[Records from a data collection]
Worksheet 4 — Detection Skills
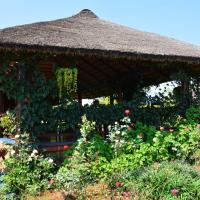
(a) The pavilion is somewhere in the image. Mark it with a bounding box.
[0,9,200,106]
[0,9,200,151]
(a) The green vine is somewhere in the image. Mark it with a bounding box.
[56,67,78,98]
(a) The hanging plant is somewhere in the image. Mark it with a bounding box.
[55,67,78,98]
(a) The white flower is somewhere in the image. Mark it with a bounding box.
[127,118,131,123]
[10,150,15,155]
[48,158,53,163]
[15,134,20,139]
[32,149,38,154]
[30,153,38,159]
[172,147,177,151]
[153,138,157,142]
[28,157,32,162]
[116,130,120,135]
[30,152,35,157]
[121,131,126,136]
[114,122,118,125]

## TO DO:
Where the line containing "(a) The hanging" appears, start copying, and go on exactly through the last line of the data.

## TASK SOLUTION:
(a) The hanging plant is somewhere in the image. Mark it with a bounding box.
[55,67,78,98]
(a) The white flower is somewhere in the image. Mark it with a bounding box.
[127,118,131,123]
[10,150,15,155]
[48,158,53,163]
[15,134,20,139]
[32,149,38,154]
[30,153,38,159]
[172,147,177,151]
[153,138,157,142]
[28,157,32,162]
[116,130,120,135]
[30,152,35,157]
[121,131,126,136]
[114,122,118,125]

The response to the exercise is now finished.